→ **What this task involves**
Within the entries below, find every line that has the string "target", then copy it.

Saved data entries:
***
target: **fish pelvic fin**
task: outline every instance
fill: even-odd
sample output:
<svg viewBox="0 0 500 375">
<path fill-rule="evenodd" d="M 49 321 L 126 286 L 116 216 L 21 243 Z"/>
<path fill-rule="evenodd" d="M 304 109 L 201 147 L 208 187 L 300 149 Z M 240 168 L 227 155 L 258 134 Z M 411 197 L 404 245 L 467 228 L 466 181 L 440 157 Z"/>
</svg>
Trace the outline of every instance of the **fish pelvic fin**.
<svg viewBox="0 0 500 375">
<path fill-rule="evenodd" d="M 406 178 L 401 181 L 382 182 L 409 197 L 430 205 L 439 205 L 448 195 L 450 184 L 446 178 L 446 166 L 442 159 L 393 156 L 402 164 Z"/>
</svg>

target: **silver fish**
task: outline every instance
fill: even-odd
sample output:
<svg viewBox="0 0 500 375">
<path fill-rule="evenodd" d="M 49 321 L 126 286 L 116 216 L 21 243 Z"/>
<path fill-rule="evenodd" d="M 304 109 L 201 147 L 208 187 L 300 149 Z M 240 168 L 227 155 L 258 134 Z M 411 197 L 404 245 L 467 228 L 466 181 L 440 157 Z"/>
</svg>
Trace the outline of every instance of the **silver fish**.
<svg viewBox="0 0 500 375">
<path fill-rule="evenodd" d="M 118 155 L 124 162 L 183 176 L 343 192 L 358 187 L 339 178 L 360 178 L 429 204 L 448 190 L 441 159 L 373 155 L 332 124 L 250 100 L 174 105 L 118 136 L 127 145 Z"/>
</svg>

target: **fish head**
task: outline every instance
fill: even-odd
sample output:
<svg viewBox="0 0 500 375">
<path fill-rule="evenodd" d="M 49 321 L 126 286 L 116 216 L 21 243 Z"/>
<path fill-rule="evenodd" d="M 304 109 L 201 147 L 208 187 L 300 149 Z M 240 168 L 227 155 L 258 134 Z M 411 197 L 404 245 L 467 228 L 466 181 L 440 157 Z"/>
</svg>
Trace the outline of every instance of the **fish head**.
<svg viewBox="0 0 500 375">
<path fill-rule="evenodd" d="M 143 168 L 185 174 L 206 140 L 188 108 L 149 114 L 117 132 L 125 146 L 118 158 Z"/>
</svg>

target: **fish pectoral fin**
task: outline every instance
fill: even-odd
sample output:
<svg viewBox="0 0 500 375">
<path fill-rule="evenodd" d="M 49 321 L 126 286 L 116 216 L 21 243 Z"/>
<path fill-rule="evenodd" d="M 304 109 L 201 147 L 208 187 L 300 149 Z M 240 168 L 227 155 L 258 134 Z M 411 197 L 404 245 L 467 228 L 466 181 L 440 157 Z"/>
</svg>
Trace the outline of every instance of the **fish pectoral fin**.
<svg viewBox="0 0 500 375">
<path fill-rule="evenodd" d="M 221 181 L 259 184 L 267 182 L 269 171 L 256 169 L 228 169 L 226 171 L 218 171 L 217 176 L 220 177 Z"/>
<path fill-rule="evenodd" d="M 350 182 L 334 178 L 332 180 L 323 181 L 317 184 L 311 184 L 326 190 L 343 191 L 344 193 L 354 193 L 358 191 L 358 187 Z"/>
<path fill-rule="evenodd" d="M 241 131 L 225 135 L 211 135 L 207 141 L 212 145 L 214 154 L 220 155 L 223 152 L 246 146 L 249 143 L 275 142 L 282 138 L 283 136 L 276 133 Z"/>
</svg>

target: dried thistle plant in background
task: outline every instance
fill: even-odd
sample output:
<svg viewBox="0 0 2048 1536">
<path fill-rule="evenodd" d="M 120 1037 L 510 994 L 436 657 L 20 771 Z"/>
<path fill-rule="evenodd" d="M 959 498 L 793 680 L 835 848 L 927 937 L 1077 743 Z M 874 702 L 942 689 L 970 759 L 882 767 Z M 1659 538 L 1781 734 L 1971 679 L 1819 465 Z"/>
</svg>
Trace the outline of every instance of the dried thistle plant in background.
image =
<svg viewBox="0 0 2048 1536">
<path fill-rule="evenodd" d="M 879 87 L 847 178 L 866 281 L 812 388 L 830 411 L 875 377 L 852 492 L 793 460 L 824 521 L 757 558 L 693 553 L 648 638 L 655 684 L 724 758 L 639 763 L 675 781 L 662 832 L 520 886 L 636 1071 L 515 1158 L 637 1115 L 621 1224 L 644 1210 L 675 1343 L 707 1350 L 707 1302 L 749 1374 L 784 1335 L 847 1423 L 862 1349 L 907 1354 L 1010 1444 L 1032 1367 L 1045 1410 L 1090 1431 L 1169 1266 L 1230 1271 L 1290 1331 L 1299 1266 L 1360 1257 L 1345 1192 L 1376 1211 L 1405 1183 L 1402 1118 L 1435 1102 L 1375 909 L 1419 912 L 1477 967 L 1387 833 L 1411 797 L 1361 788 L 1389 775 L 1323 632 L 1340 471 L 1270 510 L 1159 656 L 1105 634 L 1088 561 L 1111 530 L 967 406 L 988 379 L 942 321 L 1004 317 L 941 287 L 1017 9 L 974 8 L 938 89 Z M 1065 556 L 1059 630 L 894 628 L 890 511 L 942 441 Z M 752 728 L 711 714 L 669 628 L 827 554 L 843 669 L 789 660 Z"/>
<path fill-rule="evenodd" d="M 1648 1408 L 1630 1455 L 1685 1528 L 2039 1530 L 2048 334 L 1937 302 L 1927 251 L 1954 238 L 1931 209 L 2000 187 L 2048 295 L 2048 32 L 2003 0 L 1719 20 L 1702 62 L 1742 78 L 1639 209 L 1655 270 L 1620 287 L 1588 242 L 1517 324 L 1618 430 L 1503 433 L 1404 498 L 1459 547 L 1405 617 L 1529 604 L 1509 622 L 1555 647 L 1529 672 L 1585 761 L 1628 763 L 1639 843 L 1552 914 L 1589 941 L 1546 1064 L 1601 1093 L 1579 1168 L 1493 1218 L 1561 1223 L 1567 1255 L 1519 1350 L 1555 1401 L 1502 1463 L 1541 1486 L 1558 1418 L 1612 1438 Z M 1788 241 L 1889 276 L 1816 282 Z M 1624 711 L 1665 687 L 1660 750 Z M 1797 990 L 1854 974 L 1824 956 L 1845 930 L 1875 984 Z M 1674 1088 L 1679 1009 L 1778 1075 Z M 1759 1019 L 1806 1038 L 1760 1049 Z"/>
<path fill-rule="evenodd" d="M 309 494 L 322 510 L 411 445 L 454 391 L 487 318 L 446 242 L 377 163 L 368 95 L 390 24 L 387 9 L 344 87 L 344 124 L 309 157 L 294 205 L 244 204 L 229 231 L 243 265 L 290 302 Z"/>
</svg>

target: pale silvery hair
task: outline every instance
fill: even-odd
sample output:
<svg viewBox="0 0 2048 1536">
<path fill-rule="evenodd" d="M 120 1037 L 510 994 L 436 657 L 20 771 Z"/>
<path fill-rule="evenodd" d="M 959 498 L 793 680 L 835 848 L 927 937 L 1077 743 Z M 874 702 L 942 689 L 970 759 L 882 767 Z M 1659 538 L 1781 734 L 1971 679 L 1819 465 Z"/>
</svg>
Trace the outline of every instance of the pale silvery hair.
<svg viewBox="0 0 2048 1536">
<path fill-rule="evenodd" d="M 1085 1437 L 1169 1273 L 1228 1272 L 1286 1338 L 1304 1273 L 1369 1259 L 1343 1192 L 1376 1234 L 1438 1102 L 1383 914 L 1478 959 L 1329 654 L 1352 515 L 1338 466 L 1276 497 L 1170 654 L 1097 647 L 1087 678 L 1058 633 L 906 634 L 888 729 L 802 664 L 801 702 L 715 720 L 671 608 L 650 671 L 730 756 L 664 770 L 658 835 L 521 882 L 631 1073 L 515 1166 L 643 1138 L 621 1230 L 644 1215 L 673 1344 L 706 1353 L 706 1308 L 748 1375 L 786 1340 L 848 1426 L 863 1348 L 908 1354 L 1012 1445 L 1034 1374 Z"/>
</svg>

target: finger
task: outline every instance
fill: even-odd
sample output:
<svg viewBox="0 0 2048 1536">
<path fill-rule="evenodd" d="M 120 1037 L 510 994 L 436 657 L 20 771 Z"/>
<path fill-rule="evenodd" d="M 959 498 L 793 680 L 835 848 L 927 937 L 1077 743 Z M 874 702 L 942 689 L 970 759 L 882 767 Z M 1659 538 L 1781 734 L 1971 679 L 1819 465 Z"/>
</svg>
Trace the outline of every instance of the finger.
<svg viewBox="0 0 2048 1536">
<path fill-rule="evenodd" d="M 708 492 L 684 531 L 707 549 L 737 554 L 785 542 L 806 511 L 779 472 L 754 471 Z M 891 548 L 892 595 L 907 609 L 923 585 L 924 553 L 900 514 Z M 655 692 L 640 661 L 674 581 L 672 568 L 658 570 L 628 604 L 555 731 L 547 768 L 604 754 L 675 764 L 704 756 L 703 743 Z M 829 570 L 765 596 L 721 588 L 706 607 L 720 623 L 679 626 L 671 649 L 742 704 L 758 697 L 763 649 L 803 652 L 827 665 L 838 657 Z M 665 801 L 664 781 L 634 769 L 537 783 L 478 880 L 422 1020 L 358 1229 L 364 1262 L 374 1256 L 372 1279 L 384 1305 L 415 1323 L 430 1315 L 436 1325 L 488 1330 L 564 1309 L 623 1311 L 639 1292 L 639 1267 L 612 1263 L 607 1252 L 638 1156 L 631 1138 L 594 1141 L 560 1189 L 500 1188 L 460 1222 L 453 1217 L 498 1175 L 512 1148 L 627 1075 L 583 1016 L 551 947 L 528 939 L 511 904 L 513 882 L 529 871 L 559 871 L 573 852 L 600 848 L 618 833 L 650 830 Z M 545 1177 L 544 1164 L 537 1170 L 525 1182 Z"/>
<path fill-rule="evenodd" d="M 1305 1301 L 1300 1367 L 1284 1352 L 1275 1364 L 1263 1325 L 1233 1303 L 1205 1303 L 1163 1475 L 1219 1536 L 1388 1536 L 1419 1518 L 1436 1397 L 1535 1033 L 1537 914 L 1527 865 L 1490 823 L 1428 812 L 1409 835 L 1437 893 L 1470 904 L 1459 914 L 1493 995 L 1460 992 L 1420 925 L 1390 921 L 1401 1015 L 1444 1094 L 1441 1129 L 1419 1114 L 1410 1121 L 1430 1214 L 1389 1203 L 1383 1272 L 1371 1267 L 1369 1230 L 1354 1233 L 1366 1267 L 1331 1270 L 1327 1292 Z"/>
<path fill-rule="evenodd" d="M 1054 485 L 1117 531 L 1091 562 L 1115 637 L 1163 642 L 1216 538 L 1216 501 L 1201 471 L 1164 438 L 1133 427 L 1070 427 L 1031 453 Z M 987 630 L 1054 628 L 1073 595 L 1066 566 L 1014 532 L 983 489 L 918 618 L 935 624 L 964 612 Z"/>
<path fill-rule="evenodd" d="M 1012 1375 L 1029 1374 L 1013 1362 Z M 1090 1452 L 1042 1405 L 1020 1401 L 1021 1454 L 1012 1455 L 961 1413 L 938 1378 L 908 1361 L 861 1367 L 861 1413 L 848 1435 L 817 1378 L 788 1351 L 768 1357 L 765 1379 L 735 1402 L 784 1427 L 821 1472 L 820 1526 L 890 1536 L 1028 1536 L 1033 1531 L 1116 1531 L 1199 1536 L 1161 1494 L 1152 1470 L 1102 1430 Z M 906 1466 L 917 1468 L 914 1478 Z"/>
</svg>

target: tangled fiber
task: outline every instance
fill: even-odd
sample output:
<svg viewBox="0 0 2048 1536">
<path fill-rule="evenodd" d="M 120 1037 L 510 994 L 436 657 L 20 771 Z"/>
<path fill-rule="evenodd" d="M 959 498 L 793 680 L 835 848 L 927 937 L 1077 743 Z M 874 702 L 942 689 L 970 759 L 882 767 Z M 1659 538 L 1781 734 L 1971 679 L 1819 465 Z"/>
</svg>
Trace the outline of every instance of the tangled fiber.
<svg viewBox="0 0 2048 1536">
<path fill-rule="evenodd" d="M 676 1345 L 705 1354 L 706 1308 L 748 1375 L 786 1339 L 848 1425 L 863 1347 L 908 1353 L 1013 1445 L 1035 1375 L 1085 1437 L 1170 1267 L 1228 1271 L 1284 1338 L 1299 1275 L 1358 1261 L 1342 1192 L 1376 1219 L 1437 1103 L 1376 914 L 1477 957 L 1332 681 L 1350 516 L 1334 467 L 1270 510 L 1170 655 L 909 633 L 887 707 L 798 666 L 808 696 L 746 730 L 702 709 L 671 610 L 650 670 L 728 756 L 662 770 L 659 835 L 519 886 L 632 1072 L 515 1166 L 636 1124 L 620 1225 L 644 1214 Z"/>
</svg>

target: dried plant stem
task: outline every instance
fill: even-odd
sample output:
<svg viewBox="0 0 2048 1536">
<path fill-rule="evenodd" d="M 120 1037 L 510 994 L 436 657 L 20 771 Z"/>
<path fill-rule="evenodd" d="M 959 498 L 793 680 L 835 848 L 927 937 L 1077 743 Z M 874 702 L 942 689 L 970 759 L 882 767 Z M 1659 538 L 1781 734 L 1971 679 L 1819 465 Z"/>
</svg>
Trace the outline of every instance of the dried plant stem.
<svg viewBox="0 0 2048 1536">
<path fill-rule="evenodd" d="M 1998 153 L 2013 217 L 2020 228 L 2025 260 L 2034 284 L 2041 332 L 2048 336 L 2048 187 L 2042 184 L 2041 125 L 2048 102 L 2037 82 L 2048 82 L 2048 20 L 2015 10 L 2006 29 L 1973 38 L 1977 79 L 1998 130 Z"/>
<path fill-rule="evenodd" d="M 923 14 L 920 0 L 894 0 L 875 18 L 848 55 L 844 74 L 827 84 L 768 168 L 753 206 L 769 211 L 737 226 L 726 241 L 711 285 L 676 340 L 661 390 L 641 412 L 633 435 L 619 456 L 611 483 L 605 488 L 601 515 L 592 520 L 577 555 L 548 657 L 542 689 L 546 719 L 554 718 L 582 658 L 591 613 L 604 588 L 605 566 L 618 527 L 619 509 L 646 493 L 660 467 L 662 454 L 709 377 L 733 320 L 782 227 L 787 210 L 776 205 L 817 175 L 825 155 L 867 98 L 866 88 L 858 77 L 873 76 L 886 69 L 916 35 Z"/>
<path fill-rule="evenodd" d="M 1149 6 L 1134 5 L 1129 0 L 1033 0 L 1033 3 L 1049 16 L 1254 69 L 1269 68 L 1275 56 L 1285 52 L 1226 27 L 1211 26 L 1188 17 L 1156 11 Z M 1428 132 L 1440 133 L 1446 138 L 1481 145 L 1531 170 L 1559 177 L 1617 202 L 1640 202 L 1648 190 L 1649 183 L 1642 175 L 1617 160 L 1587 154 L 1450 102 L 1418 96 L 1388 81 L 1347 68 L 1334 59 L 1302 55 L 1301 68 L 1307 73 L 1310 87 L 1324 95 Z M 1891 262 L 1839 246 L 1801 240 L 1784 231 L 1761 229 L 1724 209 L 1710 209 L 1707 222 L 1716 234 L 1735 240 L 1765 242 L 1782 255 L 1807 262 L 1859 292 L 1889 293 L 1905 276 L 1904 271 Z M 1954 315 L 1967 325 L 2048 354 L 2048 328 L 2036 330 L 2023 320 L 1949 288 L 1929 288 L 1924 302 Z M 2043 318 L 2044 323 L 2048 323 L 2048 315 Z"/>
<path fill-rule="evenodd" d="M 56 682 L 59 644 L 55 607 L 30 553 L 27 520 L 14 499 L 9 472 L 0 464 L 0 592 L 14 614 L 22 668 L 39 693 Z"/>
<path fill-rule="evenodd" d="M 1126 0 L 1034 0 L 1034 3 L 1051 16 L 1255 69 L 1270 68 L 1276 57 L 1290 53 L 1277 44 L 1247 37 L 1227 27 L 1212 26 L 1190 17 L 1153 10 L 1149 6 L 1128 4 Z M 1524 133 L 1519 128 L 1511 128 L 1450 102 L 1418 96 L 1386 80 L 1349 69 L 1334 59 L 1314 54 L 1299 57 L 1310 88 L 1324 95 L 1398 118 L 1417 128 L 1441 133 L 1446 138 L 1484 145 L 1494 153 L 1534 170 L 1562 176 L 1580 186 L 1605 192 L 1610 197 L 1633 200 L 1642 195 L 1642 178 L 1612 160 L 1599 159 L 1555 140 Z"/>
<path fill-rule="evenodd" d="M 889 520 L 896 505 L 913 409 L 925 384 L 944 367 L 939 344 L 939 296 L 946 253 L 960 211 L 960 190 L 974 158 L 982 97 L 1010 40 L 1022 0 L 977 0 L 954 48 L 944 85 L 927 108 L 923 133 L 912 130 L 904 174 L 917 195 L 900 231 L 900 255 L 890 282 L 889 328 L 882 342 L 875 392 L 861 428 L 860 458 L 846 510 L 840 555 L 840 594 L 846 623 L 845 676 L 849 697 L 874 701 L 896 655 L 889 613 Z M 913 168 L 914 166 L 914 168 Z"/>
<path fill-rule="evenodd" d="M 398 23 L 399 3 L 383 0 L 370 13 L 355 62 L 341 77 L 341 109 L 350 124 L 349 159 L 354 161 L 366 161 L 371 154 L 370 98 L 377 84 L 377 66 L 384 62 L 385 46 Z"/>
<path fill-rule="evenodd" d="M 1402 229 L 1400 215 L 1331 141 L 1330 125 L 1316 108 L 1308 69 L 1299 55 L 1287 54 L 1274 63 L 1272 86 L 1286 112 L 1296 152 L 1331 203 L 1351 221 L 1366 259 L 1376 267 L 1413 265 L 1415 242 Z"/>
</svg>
***
→ **Solution to this exercise**
target: **fish pelvic fin**
target: **silver fish**
target: **fish head**
target: **fish pectoral fin**
target: dried thistle plant in background
target: pale silvery hair
target: finger
target: tangled fiber
target: dried plant stem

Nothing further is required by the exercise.